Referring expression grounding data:
• • • • • • •

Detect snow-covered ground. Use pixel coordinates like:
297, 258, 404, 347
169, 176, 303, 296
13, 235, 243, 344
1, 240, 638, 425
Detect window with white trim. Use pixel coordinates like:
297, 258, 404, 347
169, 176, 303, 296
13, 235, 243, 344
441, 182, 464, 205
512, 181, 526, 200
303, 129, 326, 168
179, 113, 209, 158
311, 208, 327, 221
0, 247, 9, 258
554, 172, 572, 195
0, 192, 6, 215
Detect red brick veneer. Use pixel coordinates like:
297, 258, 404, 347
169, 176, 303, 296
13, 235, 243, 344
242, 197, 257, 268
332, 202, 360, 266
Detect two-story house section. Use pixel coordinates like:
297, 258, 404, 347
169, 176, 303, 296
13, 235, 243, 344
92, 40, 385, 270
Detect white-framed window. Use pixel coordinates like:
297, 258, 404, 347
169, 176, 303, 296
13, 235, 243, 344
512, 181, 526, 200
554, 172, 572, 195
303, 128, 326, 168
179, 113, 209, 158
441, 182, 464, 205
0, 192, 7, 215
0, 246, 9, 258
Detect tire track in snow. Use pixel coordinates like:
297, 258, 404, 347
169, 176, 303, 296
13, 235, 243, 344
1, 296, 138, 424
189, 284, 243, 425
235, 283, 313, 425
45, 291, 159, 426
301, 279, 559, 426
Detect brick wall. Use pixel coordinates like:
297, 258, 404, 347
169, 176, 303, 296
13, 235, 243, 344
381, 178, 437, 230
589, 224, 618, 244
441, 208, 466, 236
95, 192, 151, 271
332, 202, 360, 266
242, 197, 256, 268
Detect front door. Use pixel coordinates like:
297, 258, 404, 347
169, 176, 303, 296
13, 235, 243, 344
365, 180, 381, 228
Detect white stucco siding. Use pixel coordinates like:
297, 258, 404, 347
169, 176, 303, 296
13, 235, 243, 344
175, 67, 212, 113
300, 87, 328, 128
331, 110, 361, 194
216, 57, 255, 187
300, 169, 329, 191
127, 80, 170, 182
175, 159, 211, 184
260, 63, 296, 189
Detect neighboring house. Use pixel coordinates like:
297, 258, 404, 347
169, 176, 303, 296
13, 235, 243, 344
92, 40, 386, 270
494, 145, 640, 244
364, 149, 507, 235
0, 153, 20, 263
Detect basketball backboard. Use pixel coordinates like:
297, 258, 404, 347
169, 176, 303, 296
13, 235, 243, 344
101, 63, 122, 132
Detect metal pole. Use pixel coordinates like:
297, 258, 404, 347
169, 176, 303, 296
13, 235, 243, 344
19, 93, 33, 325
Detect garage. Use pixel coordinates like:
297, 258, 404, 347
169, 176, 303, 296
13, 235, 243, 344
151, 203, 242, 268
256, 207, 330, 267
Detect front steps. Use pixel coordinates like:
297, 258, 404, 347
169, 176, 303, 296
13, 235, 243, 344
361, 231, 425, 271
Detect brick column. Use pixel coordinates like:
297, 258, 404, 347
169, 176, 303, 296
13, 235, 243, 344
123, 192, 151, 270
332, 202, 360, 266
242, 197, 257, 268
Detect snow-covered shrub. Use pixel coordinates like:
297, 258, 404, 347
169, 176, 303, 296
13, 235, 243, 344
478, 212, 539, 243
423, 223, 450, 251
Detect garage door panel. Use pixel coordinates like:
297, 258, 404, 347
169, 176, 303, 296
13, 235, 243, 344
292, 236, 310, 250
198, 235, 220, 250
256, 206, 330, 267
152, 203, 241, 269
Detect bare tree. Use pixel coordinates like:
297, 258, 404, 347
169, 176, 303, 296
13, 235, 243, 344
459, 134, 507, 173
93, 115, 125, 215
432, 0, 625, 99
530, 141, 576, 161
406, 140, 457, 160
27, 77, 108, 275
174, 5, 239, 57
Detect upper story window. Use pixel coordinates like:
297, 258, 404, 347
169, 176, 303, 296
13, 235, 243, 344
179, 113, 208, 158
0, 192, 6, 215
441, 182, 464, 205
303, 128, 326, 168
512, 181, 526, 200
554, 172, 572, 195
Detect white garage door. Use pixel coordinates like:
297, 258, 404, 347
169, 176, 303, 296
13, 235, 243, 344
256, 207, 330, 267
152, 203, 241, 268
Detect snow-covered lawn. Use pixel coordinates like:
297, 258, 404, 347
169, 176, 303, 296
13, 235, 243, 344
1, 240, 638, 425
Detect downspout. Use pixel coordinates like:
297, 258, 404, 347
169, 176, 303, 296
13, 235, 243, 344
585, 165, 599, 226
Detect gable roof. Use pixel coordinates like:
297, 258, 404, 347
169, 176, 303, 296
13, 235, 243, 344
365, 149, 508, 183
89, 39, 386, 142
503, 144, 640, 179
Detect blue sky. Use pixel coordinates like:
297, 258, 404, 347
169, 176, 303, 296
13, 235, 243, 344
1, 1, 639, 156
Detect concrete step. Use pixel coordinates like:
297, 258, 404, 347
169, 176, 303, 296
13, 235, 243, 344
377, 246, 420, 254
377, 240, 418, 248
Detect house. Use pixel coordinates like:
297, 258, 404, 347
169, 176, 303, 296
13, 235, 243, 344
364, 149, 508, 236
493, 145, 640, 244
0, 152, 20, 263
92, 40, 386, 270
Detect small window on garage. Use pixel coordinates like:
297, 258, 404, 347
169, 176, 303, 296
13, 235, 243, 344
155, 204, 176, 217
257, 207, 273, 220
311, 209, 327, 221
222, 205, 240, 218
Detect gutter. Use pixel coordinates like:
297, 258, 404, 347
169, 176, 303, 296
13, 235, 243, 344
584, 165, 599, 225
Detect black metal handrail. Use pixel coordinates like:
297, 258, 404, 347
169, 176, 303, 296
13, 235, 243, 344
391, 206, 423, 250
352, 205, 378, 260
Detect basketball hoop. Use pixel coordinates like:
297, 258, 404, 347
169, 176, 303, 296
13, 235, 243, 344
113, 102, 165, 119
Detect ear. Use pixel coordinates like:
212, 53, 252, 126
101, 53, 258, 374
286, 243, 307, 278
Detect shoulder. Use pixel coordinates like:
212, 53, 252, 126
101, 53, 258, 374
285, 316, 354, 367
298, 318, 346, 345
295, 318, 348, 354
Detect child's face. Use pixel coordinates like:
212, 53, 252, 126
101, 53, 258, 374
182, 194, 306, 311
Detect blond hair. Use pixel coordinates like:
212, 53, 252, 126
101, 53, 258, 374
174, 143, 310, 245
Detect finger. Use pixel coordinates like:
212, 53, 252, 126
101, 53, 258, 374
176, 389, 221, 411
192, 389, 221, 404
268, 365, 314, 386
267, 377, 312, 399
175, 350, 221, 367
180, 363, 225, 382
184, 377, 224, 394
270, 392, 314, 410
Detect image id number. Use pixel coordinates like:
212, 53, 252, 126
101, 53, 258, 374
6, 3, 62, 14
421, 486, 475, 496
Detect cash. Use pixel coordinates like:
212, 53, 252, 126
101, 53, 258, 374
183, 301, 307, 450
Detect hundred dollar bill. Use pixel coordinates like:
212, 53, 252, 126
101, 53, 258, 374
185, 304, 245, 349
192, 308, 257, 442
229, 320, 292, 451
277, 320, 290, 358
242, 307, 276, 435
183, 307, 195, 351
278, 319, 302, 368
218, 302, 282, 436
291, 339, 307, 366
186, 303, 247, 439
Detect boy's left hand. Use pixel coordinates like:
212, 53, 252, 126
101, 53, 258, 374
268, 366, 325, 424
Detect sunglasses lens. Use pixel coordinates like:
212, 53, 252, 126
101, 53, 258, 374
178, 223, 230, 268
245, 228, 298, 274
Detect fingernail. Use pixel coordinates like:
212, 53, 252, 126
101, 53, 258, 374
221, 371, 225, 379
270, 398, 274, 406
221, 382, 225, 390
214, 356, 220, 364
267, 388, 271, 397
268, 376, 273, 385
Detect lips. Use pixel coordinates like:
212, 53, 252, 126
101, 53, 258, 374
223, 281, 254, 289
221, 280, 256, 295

• • • • • • •

AIM OF THE EXERCISE: Using the data above, copy each line that contains "basketball".

RESULT:
Detect basketball backboard. Use pixel coordinates like:
Detect basketball hoop. Use pixel coordinates like:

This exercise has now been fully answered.